Items listed in a dataset:
______________________________
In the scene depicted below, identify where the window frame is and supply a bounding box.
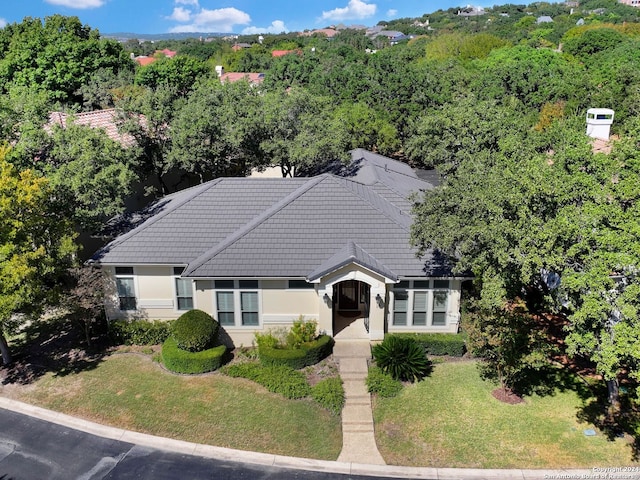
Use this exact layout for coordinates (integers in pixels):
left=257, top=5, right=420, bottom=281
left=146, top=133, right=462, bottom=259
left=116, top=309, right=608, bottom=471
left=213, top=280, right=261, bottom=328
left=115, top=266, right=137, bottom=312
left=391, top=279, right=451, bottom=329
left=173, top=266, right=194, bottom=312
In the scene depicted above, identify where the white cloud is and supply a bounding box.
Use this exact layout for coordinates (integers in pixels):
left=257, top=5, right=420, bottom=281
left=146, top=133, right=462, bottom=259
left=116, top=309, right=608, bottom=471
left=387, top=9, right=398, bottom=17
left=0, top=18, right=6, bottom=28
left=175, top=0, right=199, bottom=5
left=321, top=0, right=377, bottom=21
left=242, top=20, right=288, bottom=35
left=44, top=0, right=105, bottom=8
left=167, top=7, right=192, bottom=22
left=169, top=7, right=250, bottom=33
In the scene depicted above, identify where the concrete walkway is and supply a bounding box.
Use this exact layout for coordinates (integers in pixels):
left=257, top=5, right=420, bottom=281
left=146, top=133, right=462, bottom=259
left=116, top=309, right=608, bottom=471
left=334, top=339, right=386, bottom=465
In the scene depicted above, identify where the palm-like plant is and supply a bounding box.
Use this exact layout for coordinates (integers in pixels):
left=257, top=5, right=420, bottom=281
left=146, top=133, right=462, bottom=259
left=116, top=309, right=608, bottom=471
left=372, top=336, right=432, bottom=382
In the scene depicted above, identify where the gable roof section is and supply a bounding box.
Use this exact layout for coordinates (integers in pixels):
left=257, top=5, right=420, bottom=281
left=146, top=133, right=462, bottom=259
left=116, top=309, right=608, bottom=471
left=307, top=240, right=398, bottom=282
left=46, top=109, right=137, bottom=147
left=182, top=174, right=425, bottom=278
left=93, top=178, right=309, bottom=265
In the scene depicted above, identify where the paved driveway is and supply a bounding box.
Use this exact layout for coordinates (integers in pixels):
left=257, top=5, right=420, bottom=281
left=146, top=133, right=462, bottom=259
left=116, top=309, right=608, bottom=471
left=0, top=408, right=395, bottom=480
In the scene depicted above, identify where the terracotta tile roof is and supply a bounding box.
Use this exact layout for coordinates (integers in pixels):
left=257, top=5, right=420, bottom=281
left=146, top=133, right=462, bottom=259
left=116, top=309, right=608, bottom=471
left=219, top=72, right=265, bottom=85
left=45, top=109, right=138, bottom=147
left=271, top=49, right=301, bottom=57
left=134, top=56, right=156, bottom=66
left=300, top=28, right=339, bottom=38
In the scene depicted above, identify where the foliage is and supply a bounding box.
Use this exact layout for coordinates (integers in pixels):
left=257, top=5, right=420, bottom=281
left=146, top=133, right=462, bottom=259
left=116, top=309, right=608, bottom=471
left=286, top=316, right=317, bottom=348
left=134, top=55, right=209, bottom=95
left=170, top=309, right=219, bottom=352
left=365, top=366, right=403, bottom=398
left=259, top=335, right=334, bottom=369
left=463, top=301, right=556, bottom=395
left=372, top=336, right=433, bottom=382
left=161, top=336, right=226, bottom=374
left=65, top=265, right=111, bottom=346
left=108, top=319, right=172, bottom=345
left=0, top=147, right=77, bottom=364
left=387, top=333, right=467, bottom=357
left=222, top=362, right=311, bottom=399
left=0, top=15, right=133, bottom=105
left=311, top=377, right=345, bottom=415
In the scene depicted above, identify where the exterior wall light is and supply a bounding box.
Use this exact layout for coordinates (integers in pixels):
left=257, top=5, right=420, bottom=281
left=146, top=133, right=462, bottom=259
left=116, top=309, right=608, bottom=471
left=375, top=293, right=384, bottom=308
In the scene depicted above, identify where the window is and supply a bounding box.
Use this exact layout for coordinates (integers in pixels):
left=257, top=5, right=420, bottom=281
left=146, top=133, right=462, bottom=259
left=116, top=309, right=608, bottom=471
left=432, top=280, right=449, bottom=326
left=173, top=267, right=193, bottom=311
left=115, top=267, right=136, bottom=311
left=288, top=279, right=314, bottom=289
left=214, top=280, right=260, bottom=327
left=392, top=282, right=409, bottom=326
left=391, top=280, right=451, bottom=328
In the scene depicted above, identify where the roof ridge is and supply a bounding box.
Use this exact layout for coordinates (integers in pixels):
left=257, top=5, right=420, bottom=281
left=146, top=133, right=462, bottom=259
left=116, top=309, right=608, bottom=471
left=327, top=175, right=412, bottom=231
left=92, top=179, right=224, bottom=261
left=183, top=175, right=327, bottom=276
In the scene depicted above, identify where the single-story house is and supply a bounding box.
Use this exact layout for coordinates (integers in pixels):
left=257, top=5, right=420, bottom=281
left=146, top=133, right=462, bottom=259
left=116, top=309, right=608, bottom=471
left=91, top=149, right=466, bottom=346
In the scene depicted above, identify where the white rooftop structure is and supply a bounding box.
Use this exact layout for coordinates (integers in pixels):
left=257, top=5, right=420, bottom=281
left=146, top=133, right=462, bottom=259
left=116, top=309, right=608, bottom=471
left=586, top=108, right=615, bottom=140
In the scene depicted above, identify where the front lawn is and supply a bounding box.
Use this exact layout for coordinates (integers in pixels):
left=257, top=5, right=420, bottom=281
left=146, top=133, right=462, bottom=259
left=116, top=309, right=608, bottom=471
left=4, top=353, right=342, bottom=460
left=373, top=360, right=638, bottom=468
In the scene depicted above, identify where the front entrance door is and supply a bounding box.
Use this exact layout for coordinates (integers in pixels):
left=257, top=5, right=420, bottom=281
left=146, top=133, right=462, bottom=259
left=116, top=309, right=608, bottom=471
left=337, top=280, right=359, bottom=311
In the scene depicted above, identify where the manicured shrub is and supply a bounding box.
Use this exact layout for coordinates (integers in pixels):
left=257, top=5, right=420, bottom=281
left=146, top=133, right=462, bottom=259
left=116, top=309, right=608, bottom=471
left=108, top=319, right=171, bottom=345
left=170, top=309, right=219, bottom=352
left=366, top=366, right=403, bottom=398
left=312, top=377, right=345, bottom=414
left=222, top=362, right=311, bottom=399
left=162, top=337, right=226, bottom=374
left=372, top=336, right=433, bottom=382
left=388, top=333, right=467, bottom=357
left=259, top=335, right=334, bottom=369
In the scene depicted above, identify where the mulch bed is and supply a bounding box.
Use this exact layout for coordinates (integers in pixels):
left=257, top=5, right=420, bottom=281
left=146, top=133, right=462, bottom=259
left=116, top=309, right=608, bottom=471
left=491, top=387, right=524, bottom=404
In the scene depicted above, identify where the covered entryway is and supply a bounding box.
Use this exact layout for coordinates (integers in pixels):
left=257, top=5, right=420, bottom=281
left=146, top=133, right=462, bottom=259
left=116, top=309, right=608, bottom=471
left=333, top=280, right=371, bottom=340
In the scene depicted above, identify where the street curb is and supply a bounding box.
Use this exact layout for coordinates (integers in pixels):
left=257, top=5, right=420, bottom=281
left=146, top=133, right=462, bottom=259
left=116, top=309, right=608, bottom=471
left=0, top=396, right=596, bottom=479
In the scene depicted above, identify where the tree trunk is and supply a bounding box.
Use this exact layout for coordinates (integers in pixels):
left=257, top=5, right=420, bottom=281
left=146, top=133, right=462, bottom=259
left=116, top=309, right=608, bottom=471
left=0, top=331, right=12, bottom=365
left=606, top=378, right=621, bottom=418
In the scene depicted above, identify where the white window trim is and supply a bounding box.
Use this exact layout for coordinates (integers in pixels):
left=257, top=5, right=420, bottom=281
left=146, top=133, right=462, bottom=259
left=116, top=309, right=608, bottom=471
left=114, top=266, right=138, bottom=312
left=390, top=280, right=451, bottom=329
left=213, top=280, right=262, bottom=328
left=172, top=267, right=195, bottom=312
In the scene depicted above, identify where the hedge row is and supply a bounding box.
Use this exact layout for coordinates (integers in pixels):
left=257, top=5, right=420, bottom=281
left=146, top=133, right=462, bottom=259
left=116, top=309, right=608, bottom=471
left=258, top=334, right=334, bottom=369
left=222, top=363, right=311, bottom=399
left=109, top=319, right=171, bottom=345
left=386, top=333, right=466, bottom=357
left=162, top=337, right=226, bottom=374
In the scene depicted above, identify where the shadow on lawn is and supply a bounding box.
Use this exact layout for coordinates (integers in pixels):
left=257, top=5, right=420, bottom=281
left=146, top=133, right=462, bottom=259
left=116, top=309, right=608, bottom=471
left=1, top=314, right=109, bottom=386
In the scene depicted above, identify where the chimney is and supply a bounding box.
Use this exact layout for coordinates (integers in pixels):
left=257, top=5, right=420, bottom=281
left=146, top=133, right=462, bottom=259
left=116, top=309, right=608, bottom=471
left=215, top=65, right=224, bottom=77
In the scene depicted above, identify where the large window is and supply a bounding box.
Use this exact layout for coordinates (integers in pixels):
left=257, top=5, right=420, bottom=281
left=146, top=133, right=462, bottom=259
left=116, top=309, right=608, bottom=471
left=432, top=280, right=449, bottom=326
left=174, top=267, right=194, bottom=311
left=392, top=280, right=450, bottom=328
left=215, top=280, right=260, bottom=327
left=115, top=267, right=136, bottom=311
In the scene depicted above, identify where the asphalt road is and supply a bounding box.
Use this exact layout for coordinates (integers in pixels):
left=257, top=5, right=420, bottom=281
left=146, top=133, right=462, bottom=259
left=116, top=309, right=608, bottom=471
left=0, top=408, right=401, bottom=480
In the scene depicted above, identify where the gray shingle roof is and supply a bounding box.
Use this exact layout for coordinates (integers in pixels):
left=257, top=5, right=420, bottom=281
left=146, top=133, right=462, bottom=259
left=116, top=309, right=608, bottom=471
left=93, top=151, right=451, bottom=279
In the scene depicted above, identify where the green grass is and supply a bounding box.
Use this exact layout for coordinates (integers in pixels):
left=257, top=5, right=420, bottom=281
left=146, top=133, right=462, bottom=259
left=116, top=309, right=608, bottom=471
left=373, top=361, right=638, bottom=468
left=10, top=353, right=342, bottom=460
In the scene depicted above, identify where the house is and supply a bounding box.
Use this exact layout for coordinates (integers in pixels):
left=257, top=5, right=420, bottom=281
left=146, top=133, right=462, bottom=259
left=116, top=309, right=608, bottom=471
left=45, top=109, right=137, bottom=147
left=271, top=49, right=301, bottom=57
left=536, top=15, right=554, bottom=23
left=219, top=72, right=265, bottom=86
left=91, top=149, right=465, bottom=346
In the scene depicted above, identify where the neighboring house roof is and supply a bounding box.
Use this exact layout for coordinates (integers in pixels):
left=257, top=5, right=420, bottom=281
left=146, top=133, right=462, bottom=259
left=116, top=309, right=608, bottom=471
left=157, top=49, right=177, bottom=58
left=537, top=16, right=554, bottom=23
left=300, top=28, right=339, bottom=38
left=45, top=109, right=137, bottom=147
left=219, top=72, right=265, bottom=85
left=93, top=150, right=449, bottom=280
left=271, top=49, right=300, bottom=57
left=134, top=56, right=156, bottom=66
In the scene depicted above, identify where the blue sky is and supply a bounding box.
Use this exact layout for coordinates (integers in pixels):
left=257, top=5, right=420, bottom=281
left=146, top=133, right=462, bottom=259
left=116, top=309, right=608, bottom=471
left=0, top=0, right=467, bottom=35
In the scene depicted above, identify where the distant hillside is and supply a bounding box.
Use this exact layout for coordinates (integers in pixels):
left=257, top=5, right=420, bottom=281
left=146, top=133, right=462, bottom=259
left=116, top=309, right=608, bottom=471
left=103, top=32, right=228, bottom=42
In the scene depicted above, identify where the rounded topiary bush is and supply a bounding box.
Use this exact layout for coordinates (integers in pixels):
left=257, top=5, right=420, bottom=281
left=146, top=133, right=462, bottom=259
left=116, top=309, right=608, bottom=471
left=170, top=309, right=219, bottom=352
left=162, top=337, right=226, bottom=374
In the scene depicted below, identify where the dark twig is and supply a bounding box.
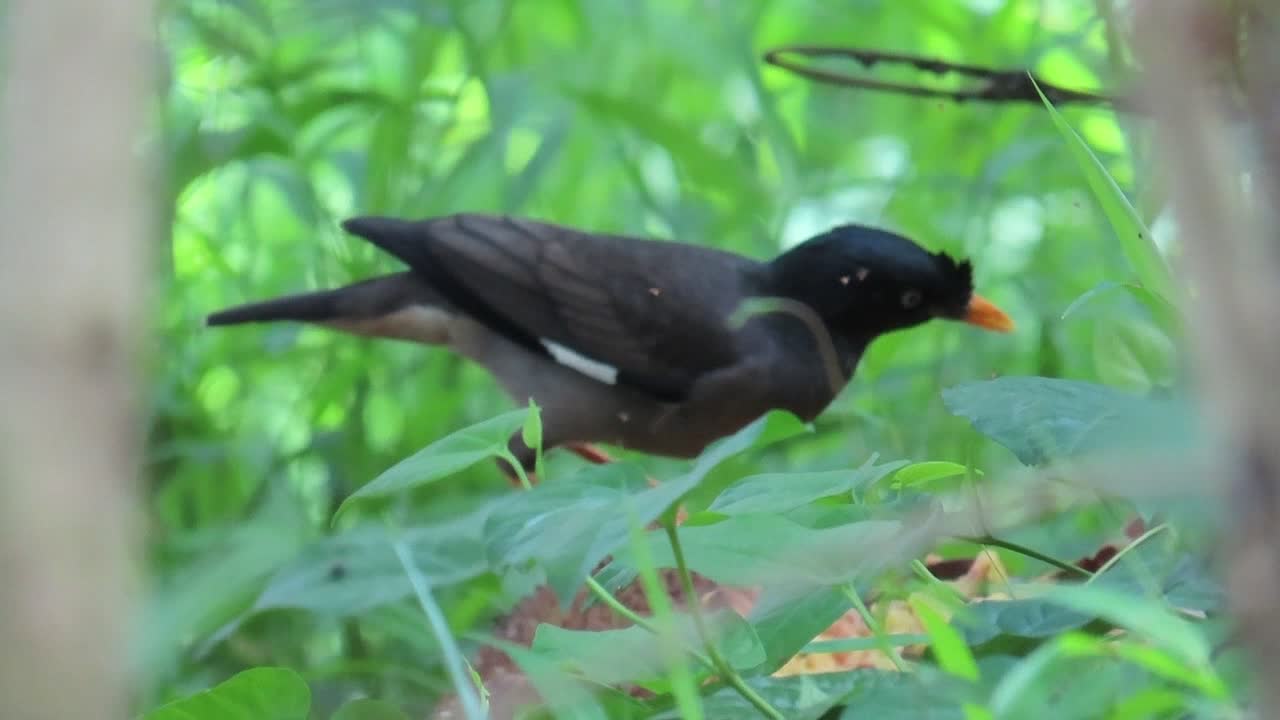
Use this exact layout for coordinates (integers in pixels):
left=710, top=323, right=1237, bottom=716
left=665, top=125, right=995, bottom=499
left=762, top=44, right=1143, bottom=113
______________________________
**Exercise objective**
A single number is the whole answer here: the number of lines in the data containing "below".

**Exercise output**
2